### What to produce
Please copy every line with the string "shoe" from the entries below.

### Data under study

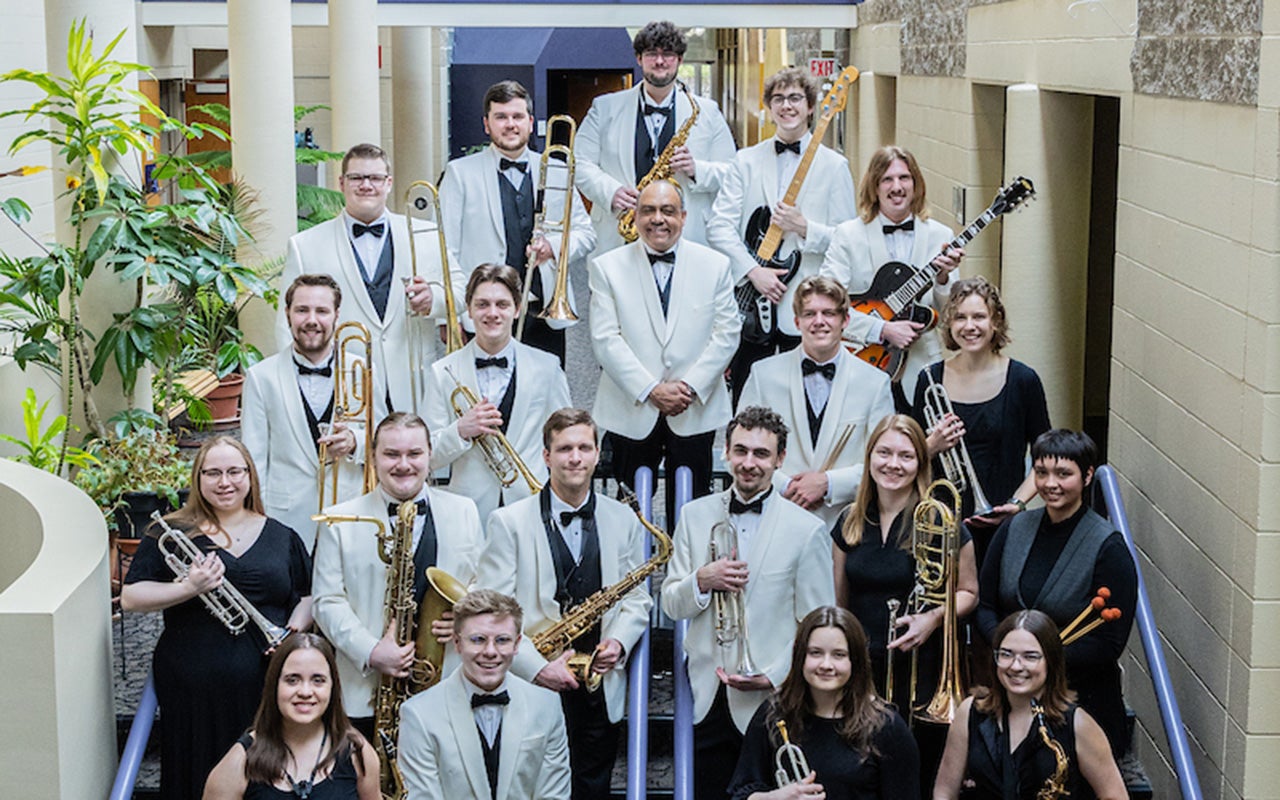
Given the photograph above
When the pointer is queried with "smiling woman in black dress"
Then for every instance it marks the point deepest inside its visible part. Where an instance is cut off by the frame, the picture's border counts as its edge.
(209, 680)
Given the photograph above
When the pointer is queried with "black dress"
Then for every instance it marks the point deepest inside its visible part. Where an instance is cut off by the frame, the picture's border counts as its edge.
(209, 681)
(891, 773)
(341, 784)
(990, 764)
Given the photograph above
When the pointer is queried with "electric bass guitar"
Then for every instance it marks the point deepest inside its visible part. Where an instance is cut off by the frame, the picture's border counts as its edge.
(763, 237)
(897, 287)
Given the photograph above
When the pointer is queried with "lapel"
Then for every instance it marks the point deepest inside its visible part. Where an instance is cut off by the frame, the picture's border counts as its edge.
(462, 723)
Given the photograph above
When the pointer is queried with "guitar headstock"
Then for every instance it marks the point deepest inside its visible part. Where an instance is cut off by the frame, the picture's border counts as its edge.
(839, 95)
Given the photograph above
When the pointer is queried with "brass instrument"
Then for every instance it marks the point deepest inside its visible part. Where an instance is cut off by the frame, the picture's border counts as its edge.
(420, 196)
(557, 306)
(224, 600)
(661, 169)
(936, 547)
(730, 609)
(561, 635)
(497, 451)
(955, 460)
(352, 401)
(791, 766)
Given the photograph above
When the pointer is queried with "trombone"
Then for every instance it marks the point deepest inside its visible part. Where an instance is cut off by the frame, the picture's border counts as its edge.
(558, 306)
(353, 401)
(420, 196)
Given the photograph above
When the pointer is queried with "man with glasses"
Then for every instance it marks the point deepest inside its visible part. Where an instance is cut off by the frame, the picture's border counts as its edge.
(483, 734)
(626, 132)
(755, 184)
(366, 251)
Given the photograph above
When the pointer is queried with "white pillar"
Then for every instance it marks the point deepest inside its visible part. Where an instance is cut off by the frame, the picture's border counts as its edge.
(1048, 137)
(353, 91)
(260, 51)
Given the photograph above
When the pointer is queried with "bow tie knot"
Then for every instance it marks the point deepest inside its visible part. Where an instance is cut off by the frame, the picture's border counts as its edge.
(809, 366)
(479, 700)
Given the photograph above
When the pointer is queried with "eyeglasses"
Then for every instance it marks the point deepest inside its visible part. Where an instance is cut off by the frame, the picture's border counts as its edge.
(1029, 658)
(359, 178)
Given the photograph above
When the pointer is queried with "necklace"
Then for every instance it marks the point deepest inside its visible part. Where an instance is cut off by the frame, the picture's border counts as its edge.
(302, 789)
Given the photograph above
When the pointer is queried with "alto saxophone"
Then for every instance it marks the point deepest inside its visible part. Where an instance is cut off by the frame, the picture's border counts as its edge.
(561, 635)
(661, 169)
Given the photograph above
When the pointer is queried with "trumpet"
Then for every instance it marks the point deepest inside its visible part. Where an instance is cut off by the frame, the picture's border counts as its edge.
(497, 451)
(224, 600)
(420, 196)
(353, 400)
(791, 766)
(731, 630)
(955, 461)
(558, 306)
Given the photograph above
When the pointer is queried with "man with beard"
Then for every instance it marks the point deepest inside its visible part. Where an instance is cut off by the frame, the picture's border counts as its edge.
(287, 411)
(664, 327)
(776, 566)
(487, 200)
(626, 132)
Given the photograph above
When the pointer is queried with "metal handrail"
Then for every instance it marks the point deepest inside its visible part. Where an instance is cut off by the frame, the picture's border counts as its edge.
(682, 731)
(136, 744)
(1169, 713)
(638, 680)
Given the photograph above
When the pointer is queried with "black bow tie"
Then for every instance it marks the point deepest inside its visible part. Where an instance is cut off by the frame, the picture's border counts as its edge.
(360, 229)
(809, 366)
(393, 508)
(324, 371)
(502, 698)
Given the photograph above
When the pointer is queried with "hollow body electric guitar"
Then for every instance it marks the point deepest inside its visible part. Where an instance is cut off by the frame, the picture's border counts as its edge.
(763, 237)
(896, 289)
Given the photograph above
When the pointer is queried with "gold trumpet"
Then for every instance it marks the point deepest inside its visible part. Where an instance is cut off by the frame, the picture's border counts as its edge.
(558, 306)
(223, 600)
(420, 196)
(353, 401)
(497, 451)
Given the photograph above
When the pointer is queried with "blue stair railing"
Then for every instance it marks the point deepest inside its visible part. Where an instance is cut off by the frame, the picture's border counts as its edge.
(1171, 717)
(136, 744)
(682, 732)
(638, 680)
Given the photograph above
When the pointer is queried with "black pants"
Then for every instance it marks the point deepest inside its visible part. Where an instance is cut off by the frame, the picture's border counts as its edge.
(717, 744)
(693, 452)
(593, 743)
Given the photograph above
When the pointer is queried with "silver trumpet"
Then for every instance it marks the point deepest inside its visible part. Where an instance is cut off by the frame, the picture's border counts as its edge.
(224, 600)
(955, 461)
(728, 607)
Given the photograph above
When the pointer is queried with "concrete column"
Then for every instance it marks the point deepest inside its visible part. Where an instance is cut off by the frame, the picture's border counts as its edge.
(353, 72)
(260, 53)
(414, 109)
(1048, 137)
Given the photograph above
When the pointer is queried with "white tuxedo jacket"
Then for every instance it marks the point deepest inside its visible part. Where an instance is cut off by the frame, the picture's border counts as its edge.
(440, 755)
(348, 583)
(638, 347)
(274, 429)
(606, 159)
(471, 208)
(540, 389)
(859, 397)
(790, 575)
(517, 561)
(327, 248)
(826, 200)
(858, 251)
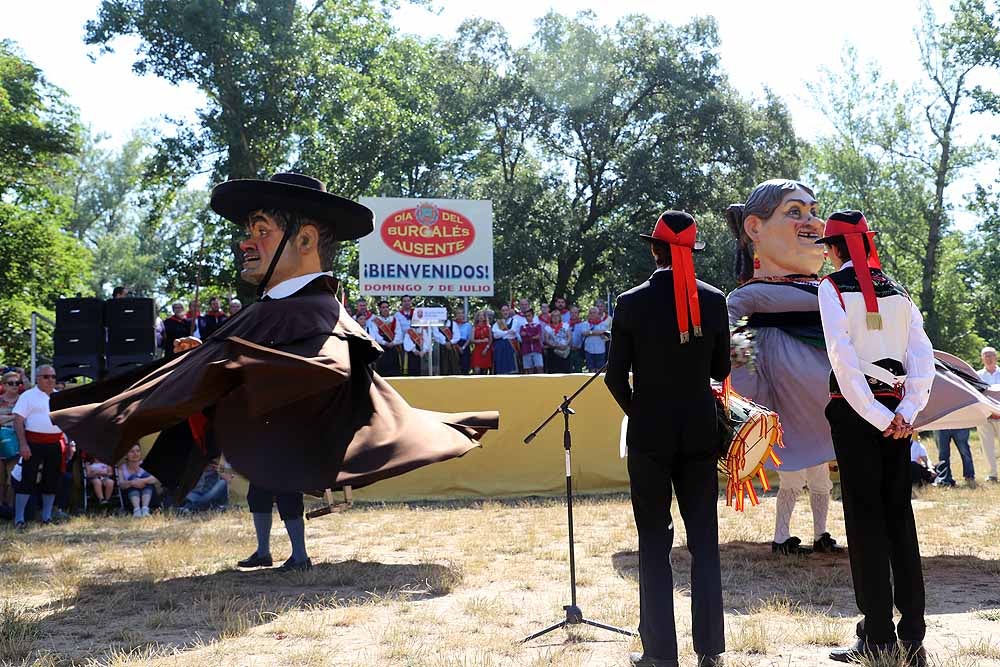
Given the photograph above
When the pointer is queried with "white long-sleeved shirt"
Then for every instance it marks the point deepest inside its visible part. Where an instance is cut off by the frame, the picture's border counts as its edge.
(425, 347)
(902, 338)
(989, 378)
(282, 290)
(372, 326)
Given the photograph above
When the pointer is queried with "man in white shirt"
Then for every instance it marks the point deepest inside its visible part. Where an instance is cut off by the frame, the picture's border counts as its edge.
(882, 370)
(40, 445)
(990, 431)
(460, 340)
(385, 329)
(405, 313)
(417, 346)
(921, 472)
(520, 318)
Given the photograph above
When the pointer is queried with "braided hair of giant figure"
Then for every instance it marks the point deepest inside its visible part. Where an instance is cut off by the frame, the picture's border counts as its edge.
(776, 230)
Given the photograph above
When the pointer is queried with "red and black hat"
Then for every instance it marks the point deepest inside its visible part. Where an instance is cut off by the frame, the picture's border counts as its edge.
(853, 227)
(676, 228)
(679, 231)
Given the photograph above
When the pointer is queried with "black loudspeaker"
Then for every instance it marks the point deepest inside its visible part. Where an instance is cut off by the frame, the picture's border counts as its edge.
(119, 365)
(90, 366)
(129, 313)
(80, 313)
(130, 331)
(78, 342)
(78, 339)
(129, 342)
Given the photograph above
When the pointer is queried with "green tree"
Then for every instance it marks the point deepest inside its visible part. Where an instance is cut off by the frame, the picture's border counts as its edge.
(39, 262)
(270, 71)
(593, 131)
(895, 155)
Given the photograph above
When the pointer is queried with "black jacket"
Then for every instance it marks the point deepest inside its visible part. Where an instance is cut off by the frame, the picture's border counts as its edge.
(669, 402)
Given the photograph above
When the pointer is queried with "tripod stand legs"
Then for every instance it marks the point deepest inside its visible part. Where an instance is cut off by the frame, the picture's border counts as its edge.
(574, 616)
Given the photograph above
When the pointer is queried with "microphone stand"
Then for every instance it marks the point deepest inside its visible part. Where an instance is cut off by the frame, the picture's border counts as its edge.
(574, 615)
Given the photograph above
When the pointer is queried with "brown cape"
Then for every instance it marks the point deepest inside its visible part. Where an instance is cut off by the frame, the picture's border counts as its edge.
(291, 400)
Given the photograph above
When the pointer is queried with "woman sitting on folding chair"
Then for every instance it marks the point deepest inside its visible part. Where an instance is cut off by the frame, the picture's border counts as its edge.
(137, 484)
(101, 478)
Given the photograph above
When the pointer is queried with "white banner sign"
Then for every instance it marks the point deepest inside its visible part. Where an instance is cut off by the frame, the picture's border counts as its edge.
(428, 247)
(429, 317)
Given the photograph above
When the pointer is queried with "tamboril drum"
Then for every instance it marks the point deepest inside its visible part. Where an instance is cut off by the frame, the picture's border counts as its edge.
(748, 434)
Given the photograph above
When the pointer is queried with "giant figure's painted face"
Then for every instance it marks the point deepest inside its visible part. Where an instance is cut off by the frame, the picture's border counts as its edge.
(786, 242)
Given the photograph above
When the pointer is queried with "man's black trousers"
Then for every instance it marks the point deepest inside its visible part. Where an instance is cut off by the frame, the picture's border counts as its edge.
(881, 533)
(261, 501)
(47, 456)
(696, 484)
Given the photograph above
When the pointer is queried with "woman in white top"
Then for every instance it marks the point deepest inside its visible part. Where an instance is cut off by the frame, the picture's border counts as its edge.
(504, 338)
(137, 484)
(9, 445)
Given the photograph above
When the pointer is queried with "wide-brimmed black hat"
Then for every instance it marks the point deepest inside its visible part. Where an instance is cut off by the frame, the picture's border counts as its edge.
(845, 222)
(298, 193)
(672, 228)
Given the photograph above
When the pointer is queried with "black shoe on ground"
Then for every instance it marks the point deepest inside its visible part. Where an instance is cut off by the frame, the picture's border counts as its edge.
(861, 650)
(914, 653)
(791, 547)
(826, 545)
(642, 660)
(292, 566)
(256, 561)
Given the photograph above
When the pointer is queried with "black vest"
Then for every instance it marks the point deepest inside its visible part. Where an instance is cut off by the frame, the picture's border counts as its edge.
(846, 281)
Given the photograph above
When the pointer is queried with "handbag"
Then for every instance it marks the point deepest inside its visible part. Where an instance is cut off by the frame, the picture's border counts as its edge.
(9, 446)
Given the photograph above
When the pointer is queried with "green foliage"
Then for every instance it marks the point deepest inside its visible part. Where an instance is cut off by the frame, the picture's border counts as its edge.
(982, 265)
(592, 131)
(39, 262)
(894, 154)
(37, 126)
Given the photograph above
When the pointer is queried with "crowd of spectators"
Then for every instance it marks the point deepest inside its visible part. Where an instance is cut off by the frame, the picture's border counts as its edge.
(80, 477)
(557, 338)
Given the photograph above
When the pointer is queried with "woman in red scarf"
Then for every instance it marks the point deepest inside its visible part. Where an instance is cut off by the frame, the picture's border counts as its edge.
(482, 341)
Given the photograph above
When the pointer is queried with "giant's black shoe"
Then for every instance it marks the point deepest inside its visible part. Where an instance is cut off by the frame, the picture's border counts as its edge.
(642, 660)
(291, 565)
(256, 561)
(914, 653)
(861, 650)
(827, 545)
(791, 547)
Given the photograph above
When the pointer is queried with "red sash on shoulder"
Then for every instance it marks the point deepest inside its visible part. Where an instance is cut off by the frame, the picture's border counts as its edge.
(388, 332)
(43, 438)
(417, 338)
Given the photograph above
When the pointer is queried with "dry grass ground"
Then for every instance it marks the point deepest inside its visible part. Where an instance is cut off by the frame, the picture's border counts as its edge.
(458, 585)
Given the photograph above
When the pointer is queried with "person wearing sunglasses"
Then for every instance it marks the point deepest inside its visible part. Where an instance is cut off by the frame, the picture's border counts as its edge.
(9, 445)
(39, 441)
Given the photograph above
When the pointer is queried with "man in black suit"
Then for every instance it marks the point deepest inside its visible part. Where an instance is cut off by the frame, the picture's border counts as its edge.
(673, 435)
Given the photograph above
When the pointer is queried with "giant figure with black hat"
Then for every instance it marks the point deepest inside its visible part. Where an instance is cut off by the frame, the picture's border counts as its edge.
(672, 333)
(286, 384)
(882, 370)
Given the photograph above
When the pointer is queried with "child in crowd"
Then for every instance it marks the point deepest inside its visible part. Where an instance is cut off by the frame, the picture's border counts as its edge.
(138, 485)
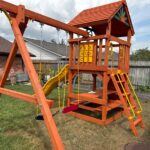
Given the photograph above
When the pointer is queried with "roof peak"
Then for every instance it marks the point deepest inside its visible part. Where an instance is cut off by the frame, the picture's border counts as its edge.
(103, 5)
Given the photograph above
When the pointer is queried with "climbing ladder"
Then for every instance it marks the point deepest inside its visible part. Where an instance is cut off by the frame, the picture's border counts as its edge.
(129, 99)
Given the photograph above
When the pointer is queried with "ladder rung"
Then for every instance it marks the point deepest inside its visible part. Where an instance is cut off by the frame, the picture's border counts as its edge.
(120, 81)
(128, 93)
(137, 121)
(132, 107)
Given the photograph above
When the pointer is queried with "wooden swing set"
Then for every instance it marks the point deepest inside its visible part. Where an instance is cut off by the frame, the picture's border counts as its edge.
(103, 32)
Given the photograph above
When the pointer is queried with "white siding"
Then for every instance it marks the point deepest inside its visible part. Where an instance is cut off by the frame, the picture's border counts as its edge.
(37, 51)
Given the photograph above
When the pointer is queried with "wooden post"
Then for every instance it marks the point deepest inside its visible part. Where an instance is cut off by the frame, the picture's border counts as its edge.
(94, 81)
(49, 121)
(100, 52)
(70, 75)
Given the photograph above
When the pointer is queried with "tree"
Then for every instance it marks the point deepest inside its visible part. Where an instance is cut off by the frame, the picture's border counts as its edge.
(141, 55)
(53, 41)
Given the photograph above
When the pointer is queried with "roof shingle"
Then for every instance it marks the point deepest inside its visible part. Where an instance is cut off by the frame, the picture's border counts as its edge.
(95, 14)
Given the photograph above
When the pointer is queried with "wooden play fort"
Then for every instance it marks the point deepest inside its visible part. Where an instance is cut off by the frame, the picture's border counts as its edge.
(94, 32)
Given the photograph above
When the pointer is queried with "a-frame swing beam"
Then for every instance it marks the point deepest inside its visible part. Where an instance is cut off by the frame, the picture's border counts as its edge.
(19, 17)
(13, 9)
(56, 140)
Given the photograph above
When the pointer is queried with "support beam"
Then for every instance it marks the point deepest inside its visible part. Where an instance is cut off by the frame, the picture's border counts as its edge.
(41, 99)
(23, 96)
(13, 10)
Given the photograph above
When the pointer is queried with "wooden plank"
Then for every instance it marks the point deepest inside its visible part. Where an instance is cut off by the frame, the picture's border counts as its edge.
(75, 40)
(87, 97)
(89, 68)
(13, 9)
(86, 118)
(120, 41)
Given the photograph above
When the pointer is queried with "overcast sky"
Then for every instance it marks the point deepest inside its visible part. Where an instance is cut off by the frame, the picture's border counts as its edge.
(65, 10)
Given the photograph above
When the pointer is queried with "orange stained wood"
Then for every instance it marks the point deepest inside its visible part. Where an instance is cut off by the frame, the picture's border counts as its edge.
(13, 9)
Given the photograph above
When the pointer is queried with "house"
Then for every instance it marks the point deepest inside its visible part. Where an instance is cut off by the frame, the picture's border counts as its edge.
(46, 51)
(17, 66)
(47, 55)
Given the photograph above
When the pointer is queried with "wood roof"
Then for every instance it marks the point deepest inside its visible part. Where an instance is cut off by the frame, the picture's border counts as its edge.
(5, 47)
(102, 15)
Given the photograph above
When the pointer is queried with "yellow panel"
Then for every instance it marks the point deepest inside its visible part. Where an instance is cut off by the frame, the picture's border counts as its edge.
(90, 59)
(81, 59)
(91, 47)
(90, 53)
(85, 53)
(85, 59)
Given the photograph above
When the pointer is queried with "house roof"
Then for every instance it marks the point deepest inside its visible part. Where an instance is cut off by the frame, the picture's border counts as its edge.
(99, 13)
(60, 50)
(102, 15)
(5, 47)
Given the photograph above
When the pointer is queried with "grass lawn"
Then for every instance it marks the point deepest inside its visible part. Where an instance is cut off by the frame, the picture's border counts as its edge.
(20, 131)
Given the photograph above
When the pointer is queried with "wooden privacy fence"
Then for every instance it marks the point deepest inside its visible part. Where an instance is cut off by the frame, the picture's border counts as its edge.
(139, 70)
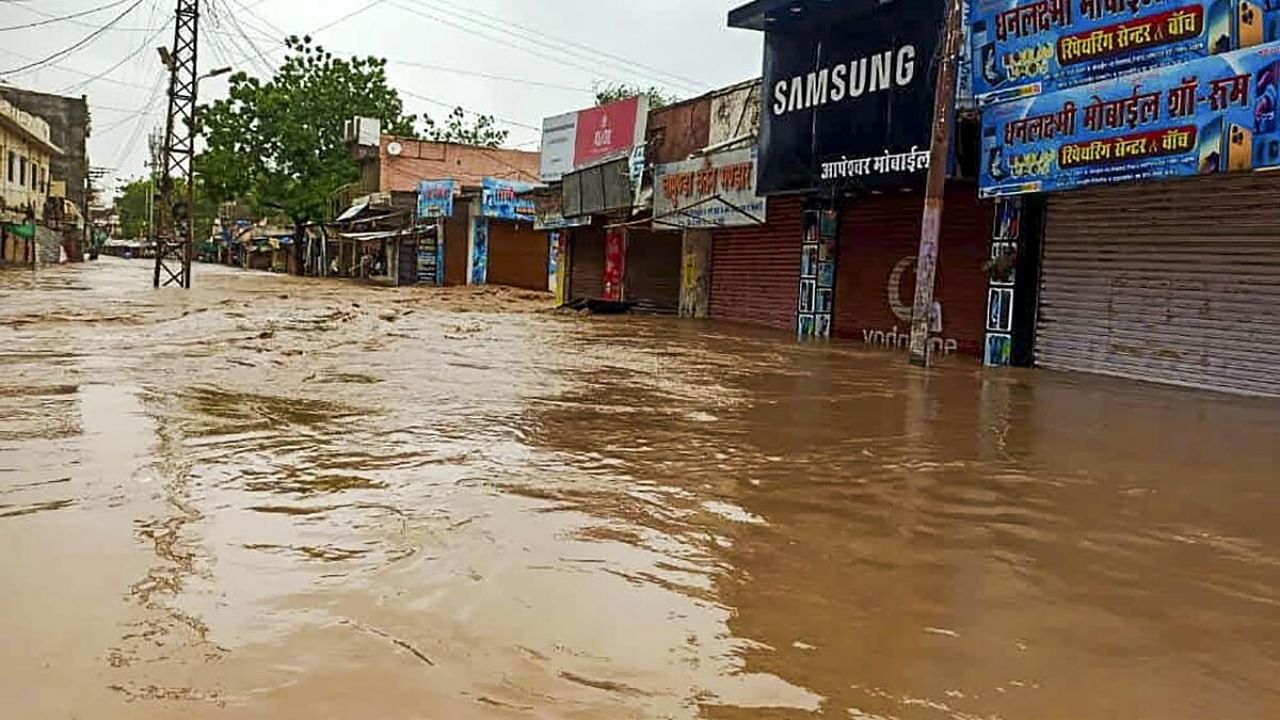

### Written response
When the pointer is queried with "black shoe on ground"
When the pointer is queried with "giant's black shoe"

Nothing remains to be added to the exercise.